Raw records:
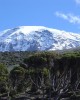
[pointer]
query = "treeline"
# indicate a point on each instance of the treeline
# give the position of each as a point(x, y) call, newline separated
point(43, 76)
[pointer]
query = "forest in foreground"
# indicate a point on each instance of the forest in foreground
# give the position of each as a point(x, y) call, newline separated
point(40, 76)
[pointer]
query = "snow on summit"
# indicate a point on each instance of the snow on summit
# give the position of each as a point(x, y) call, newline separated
point(34, 38)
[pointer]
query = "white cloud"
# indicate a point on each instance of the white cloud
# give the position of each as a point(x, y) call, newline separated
point(77, 1)
point(69, 17)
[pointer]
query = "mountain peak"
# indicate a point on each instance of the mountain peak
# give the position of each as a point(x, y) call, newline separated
point(31, 38)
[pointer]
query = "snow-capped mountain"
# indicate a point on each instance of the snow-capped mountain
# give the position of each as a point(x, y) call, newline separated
point(31, 38)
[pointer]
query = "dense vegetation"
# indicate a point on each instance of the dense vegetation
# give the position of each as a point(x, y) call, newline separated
point(41, 76)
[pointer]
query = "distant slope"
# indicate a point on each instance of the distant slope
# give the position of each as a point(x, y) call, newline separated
point(37, 38)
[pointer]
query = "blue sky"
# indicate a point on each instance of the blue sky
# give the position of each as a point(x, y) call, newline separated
point(59, 14)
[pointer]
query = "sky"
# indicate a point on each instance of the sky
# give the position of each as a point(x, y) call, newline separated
point(58, 14)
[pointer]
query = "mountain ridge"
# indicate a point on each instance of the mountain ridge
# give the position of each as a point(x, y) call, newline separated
point(37, 38)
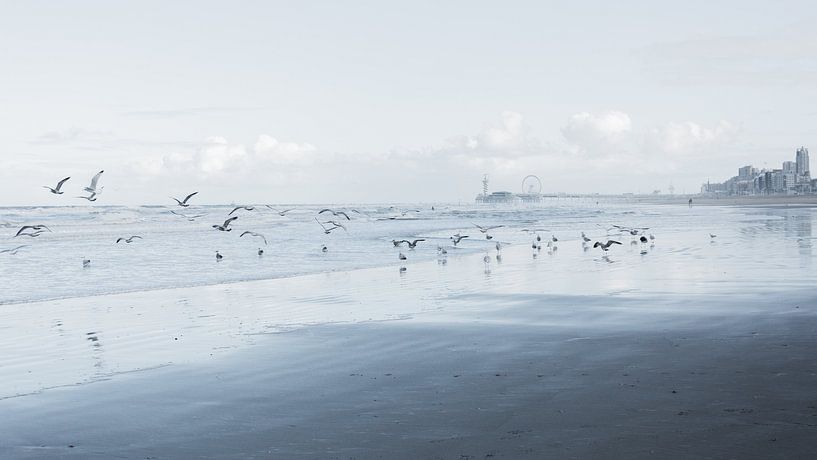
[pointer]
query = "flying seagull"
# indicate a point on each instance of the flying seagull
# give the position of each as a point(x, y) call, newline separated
point(183, 203)
point(32, 234)
point(328, 230)
point(13, 251)
point(56, 190)
point(92, 188)
point(33, 227)
point(335, 213)
point(413, 244)
point(486, 229)
point(190, 218)
point(92, 196)
point(248, 208)
point(605, 246)
point(223, 227)
point(282, 212)
point(128, 240)
point(254, 234)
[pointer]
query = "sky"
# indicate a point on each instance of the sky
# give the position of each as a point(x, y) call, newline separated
point(368, 101)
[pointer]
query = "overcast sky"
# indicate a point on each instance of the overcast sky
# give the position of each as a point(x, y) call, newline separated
point(396, 101)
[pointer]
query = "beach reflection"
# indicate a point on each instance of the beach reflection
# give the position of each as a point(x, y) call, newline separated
point(755, 251)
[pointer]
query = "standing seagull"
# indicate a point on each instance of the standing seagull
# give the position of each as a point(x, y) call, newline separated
point(254, 234)
point(223, 227)
point(457, 238)
point(486, 228)
point(92, 188)
point(183, 203)
point(128, 240)
point(335, 213)
point(39, 227)
point(56, 190)
point(605, 246)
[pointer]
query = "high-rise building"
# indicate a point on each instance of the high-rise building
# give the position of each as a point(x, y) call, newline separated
point(746, 172)
point(802, 161)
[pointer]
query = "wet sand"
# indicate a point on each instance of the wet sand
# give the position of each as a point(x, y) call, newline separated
point(744, 201)
point(446, 361)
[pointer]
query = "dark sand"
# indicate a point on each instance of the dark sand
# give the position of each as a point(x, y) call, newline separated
point(504, 376)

__What you have to do__:
Your task is an exact transcription of all the data, minus the pictures.

__Output of the exercise__:
[pointer]
query = "treeline"
# indicate a point on each instance of the treeline
# give the position of each as a point(x, y) call, newline separated
point(43, 76)
[pointer]
query = "forest in foreground"
# indicate a point on each instance of the forest in foreground
# give the position of each as a point(x, y) call, newline separated
point(40, 76)
[pointer]
query = "snow on summit"
# indicate a point on each instance of the snow on summit
# give the position of each as a point(x, y) call, newline separated
point(34, 38)
[pointer]
query = "white cloud"
# indicate a point on each instance of the white cloud
# give the position of each as a point(x, y) call, newline separated
point(77, 1)
point(69, 17)
[pointer]
query = "mountain peak"
# indicate a point on each instance of the mountain peak
# give the position of each as a point(x, y) call, newline separated
point(31, 38)
[pointer]
query = "snow-capped mountain"
# indicate a point on each instance of the snow-capped mountain
# give the position of each as a point(x, y) call, newline separated
point(31, 38)
[pointer]
query = "dense vegetation"
# indicate a point on each instance of the dense vegetation
# give the position of each as a point(x, y) call, newline separated
point(41, 76)
[pointer]
query = "distant slope"
# indicate a point on each instance of the distant slope
# give the position of each as a point(x, y) call, newline separated
point(37, 38)
[pointer]
query = "blue sky"
# indicate a point on each instance of the blue sky
# give the position of each as a point(x, y) call, newline separated
point(59, 14)
[pointer]
query = "sky"
# indicate a point on each instance of the sky
# give the position of each as a point(x, y) call, newline separated
point(58, 14)
[pointer]
query = "mountain ridge"
# indicate a point on each instance of the mountain ridge
# give the position of each as a point(x, y) call, newline separated
point(37, 38)
[pointer]
query = "flying seagull"
# indicate a point on each instance of the flying seagull
# give the position of each as a point(x, y) call, newline separated
point(183, 203)
point(32, 234)
point(328, 230)
point(13, 251)
point(56, 190)
point(92, 188)
point(33, 227)
point(335, 213)
point(413, 244)
point(486, 229)
point(190, 218)
point(92, 196)
point(248, 208)
point(605, 246)
point(223, 227)
point(282, 212)
point(128, 240)
point(254, 234)
[pointer]
query = "sky"
# indicate a point on each instance of the sky
# give the position of each as a point(x, y) call, newline separated
point(368, 101)
[pointer]
query = "overcast sky"
# indicate a point on each instance of the overcast sky
# give the position of each as a point(x, y) call, newline separated
point(396, 101)
[pointer]
query = "beach reflection"
# indicate a point on each instance of the beach reflection
# give the position of each as a point(x, y) call, newline separated
point(755, 251)
[pointer]
query = "standing seagull"
# indicate a point on each instance of the standing seagull
# give the position of each as a point(x, y) call, newline separated
point(254, 234)
point(223, 227)
point(457, 238)
point(486, 228)
point(92, 188)
point(183, 203)
point(128, 240)
point(335, 213)
point(39, 227)
point(56, 190)
point(605, 246)
[pointer]
query = "high-rise building"
# indicate a point on each instance of the high-rise building
# give the position of each as a point(x, y) call, newline separated
point(746, 172)
point(802, 161)
[pointer]
query = "wet sand"
# indicate a point on each instance of the wet sand
# give the position of each as a point(x, y) call, newline separated
point(744, 201)
point(446, 361)
[pointer]
query = "dark sand"
# indicate a point on each instance of the dark sand
# give the position of each as a point(x, y) call, newline separated
point(504, 376)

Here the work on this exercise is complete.